* Input for this task:
──────────────────────────────
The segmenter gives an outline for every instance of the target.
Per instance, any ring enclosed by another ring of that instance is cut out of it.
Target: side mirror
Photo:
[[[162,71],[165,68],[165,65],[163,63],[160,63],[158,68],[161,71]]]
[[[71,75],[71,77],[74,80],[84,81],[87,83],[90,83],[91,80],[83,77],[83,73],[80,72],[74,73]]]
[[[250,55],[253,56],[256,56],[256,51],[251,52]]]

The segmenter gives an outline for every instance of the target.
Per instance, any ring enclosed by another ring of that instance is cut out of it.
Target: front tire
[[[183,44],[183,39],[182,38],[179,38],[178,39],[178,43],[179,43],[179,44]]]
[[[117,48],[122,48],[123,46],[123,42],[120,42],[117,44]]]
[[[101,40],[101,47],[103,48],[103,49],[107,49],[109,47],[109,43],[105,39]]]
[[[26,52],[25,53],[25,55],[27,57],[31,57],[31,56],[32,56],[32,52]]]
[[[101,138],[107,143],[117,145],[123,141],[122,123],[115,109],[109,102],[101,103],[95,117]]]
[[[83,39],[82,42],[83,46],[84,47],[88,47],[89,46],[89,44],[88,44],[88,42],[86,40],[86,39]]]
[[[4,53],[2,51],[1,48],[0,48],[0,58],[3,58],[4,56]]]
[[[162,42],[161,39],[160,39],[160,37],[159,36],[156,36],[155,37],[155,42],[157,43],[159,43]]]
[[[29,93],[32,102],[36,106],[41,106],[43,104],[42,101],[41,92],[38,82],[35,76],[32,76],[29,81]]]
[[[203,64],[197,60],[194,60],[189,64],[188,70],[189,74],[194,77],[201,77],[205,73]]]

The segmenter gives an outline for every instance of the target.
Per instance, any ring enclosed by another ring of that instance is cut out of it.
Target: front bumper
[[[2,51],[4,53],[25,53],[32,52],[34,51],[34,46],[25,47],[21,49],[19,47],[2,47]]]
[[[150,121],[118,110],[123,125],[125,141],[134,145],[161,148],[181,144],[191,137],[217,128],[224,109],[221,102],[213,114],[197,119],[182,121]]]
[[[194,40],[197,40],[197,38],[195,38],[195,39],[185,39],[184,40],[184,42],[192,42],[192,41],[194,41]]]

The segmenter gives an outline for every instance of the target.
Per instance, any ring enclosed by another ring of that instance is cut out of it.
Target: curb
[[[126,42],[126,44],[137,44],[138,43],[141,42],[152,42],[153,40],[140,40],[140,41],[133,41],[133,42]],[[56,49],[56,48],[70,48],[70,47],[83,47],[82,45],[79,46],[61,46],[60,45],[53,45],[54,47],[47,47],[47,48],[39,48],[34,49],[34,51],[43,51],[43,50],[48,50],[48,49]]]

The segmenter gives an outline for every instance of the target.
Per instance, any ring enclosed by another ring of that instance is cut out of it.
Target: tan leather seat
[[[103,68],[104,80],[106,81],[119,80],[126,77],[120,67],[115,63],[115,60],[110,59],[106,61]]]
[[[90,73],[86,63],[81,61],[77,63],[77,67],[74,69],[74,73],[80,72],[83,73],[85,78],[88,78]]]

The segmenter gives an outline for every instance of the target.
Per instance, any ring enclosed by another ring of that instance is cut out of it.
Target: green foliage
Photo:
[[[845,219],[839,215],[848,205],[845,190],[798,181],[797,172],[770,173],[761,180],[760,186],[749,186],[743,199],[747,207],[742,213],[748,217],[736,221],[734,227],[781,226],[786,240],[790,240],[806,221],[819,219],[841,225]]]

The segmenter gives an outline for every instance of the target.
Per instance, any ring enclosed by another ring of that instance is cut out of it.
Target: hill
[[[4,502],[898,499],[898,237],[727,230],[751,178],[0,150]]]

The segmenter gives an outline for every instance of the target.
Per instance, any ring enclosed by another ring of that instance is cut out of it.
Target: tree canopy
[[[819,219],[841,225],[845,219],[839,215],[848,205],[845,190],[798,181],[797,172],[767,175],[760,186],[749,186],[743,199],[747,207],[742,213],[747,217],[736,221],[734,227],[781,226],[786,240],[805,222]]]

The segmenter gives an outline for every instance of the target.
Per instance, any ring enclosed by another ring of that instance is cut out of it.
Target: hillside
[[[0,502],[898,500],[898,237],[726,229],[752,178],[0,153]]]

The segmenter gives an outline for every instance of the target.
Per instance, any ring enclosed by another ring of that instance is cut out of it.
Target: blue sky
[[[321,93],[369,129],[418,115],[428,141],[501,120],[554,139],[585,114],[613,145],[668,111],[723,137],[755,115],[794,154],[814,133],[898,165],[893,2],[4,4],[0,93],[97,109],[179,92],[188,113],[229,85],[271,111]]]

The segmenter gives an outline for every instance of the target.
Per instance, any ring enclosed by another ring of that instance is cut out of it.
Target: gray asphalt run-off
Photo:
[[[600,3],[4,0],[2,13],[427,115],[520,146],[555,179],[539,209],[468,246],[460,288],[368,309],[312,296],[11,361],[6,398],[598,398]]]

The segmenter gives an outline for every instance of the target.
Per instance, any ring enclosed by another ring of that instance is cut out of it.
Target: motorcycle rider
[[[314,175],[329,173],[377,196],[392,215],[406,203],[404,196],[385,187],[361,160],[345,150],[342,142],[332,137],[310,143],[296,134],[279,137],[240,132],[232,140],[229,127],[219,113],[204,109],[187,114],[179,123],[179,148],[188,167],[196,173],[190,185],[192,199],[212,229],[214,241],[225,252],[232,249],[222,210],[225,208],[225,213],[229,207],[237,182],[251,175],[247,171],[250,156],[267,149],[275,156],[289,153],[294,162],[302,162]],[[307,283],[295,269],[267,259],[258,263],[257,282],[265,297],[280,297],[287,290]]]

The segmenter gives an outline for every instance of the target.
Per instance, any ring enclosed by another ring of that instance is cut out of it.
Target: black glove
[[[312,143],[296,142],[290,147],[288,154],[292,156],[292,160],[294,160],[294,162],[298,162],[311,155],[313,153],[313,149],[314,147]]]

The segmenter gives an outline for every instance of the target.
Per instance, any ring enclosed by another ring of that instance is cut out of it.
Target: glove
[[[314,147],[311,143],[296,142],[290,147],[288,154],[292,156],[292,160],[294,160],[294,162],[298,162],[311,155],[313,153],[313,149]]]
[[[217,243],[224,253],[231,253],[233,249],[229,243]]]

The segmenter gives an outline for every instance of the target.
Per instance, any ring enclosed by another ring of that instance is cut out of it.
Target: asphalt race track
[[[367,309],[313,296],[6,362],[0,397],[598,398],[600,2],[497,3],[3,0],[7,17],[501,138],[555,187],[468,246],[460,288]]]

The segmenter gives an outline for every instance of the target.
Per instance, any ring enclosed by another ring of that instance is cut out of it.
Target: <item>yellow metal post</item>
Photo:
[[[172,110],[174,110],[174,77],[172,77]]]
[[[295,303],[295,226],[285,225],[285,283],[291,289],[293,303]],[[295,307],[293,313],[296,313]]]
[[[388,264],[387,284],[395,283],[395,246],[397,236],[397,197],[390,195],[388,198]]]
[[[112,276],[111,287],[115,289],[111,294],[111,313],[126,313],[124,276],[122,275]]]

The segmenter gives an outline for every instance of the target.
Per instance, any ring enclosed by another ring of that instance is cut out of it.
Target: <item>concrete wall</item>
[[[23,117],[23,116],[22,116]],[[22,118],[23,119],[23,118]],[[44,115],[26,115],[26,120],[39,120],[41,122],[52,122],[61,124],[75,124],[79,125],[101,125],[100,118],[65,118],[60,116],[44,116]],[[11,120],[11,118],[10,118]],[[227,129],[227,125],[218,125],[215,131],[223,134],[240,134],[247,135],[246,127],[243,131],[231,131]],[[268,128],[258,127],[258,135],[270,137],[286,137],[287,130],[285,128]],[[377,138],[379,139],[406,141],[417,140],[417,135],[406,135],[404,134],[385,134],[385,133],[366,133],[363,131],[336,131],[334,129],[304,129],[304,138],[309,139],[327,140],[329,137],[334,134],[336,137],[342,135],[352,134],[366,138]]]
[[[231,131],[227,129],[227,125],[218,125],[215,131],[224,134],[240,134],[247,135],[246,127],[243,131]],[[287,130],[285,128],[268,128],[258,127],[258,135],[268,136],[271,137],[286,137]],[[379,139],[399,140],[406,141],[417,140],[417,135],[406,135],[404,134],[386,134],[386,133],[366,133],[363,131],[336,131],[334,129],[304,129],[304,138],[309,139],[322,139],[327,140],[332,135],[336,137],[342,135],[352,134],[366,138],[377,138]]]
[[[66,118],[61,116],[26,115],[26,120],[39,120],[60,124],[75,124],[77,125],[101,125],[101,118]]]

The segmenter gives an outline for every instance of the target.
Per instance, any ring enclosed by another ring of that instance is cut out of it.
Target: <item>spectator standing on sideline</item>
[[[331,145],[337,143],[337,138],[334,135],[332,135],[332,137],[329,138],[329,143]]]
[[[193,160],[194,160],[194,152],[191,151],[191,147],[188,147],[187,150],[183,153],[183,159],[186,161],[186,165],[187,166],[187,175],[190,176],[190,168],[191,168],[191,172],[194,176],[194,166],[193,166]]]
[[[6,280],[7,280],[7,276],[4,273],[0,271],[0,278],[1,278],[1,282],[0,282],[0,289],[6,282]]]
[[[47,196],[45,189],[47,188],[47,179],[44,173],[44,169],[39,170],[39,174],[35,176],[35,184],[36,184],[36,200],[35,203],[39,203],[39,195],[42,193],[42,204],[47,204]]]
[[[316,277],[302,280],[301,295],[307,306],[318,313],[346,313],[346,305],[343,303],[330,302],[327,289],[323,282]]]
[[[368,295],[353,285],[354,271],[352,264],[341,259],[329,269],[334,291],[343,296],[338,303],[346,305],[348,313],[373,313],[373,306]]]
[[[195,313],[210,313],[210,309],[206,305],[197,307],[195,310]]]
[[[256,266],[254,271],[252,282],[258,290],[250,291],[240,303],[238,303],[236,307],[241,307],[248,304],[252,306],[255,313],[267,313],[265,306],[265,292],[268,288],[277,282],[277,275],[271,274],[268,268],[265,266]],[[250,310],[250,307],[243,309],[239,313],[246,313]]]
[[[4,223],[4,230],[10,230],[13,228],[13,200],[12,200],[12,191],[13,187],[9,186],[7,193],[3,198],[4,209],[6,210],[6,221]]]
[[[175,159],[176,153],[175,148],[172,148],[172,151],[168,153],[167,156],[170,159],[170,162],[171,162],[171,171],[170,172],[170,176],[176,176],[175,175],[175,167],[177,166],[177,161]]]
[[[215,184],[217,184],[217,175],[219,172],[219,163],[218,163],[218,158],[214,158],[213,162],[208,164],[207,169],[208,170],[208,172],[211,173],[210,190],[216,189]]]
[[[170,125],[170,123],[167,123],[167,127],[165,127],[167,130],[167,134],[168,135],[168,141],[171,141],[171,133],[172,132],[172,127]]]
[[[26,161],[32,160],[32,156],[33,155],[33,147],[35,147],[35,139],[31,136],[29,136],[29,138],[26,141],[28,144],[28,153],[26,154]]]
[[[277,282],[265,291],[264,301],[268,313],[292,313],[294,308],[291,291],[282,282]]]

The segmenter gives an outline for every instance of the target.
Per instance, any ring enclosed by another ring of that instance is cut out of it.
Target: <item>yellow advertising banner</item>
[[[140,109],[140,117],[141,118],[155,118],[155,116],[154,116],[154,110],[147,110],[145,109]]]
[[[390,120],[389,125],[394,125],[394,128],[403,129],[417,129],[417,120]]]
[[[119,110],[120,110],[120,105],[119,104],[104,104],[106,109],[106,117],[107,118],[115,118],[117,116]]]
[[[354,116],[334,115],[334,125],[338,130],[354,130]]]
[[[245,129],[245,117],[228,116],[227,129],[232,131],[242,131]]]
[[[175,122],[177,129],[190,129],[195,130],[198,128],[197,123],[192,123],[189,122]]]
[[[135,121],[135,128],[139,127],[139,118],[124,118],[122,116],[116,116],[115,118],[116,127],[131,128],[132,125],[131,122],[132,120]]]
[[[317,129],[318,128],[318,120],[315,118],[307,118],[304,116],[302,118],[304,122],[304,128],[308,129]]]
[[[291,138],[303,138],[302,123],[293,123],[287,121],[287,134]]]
──────────────────────────────
* The request:
Please collect every line of the records that contains the word "front".

* Written solution:
Target: front tire
Target: front bumper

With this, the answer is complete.